**ACTIVITY**
Each of the following records is to be printed verbatim.

**Stored entries**

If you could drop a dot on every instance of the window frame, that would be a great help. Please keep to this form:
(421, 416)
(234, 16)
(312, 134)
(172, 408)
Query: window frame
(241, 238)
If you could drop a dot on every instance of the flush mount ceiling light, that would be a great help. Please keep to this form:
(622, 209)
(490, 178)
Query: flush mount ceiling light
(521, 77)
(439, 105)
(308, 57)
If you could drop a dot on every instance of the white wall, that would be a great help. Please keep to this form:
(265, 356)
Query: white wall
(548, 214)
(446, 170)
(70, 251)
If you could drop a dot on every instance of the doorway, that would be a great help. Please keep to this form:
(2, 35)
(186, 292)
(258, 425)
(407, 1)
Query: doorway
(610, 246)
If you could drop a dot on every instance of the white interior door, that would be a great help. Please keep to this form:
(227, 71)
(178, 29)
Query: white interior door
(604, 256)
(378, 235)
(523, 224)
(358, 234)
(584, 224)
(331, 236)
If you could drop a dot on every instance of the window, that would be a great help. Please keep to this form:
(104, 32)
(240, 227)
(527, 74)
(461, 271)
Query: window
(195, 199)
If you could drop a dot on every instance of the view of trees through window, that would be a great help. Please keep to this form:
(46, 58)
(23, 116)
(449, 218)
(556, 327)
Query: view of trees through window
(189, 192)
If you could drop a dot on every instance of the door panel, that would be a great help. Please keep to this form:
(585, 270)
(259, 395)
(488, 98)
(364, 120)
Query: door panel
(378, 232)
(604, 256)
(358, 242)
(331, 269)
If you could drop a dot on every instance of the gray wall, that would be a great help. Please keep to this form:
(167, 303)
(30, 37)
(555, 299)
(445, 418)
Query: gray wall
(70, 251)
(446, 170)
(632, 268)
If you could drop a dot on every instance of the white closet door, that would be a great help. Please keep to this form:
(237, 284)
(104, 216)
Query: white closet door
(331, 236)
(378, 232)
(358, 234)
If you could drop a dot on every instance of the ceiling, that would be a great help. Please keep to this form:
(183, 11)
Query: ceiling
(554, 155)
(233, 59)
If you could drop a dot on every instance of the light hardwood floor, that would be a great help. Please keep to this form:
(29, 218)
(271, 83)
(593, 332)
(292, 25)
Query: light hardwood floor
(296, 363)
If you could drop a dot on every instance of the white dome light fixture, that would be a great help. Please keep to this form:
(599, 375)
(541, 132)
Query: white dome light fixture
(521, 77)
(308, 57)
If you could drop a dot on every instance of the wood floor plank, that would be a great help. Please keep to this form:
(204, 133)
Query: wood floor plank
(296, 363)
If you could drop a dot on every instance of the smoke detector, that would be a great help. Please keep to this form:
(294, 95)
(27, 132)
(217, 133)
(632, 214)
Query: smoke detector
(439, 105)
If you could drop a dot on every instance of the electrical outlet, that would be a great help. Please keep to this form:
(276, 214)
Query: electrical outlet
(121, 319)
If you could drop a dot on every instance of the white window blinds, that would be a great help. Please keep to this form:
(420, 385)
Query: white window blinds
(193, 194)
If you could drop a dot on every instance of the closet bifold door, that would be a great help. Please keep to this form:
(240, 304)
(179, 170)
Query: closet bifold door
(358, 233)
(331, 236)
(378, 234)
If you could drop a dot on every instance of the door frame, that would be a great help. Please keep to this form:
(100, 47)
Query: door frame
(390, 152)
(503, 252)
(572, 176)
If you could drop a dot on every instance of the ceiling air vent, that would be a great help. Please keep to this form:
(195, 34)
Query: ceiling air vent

**WRITTEN ANSWER**
If you could drop a dot on every instance of the window frame, that would be a great help. Please keep to this form:
(421, 416)
(234, 16)
(312, 134)
(172, 408)
Query: window frame
(241, 238)
If you could drop a dot on every instance of the flush mount ceiling light, that would be a great help. Please keep to this form:
(622, 209)
(490, 178)
Query: flush mount ceiling light
(521, 77)
(439, 105)
(308, 57)
If you could drop a dot on every instance of the white wall, that would be a great help. Please keep to this form:
(265, 356)
Query: white wall
(548, 214)
(446, 170)
(70, 251)
If you could drop a dot on every instance of the doorway, that would be a great help. Please keep to this form:
(2, 35)
(186, 292)
(258, 425)
(407, 1)
Query: doorway
(610, 246)
If you could drop a dot on every instance of the white interior door, that would be a great help. Please keep to this form:
(227, 71)
(178, 29)
Query: white interior door
(604, 256)
(378, 235)
(523, 224)
(358, 234)
(584, 224)
(331, 236)
If you could drop a dot on every instance of the window, that would be a great help. Please keep to this form:
(104, 32)
(240, 227)
(527, 74)
(461, 271)
Query: window
(195, 199)
If you could drop a dot on every instance of the view of trees through window, that would be a great help. Please keep to this form:
(46, 58)
(23, 116)
(449, 218)
(556, 327)
Query: view of trees through window
(189, 192)
If you could drop a dot on every instance of the door panel, that would be a great help. Please keep to this form:
(585, 270)
(259, 395)
(488, 98)
(364, 120)
Query: door panel
(378, 232)
(604, 256)
(358, 242)
(331, 269)
If you could drop a dot on every instance of the gray wall, that would be a great help. Please keep to this form:
(167, 303)
(30, 37)
(555, 299)
(445, 418)
Query: gray wall
(70, 251)
(446, 170)
(632, 268)
If you could drop a dot on every instance of the white closet door, that would be a great help. Please keep to this form:
(237, 284)
(104, 216)
Query: white closet door
(331, 236)
(378, 232)
(358, 234)
If you could drop a dot on every instance of the ceiling, that would be a great help. Please keep to this form:
(183, 11)
Query: ceiling
(554, 155)
(233, 59)
If you could drop a dot on every instance of the light hardwood floor, that would be a great help. Please keep to this form:
(29, 218)
(271, 83)
(593, 332)
(292, 25)
Query: light hardwood floor
(296, 363)
If you could drop a dot on every instance of the white dome light fixture, that would be a great help. Please keep to this form:
(599, 375)
(541, 132)
Query: white dome light fixture
(521, 77)
(308, 57)
If you could drop a dot on every instance of the wood floor plank, that would be a great help. Please keep to this form:
(204, 133)
Query: wood floor plank
(296, 363)
If you could drop a dot on every instance of the smoke detector, that would be a great help. Please keep to this form:
(294, 95)
(27, 132)
(217, 133)
(632, 214)
Query: smoke detector
(439, 105)
If you could drop a dot on every instance of the electrical outlet, that would be a great help. Please keep to this form:
(276, 214)
Query: electrical outlet
(121, 319)
If you could drop a dot on every instance of the white window blinds, that would be a great help. Please keep to this form:
(420, 385)
Query: white window blinds
(193, 194)
If you could drop a dot on every instance of the closet bifold door, that would be a great help. Please keep to this form:
(240, 304)
(179, 170)
Query: closet bifold door
(358, 233)
(331, 236)
(378, 234)
If you could drop a dot on every instance of the door frame, that would be a great help. Please keep to this form:
(100, 47)
Query: door frame
(390, 152)
(503, 252)
(572, 176)
If you could drop a dot on every instance of the ceiling air vent, that would be a great help. Please keep to this form:
(195, 34)
Query: ceiling air vent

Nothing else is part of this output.